- Opening Delimiter -
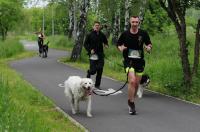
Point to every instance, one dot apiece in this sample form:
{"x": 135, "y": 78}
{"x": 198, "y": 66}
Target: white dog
{"x": 79, "y": 89}
{"x": 143, "y": 84}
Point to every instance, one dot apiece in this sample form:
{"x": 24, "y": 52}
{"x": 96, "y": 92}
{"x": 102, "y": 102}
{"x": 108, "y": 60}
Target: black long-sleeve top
{"x": 95, "y": 40}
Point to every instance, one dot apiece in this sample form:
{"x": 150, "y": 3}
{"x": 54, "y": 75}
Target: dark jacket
{"x": 95, "y": 41}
- Closing Delimiter -
● **ABOUT THIS EXERCISE**:
Using the records above, write out exactly the lines from the one containing "Target: white dog" through the last, and add nothing.

● **ANSWER TO THIS TASK**:
Target: white dog
{"x": 79, "y": 89}
{"x": 143, "y": 84}
Point to every instance, one dot apiece in this sample form:
{"x": 24, "y": 52}
{"x": 96, "y": 92}
{"x": 102, "y": 102}
{"x": 108, "y": 60}
Target: black long-sleeve top
{"x": 95, "y": 40}
Point to every instance, one dot apiece in this sample form:
{"x": 150, "y": 3}
{"x": 54, "y": 75}
Target: dark jacket
{"x": 95, "y": 41}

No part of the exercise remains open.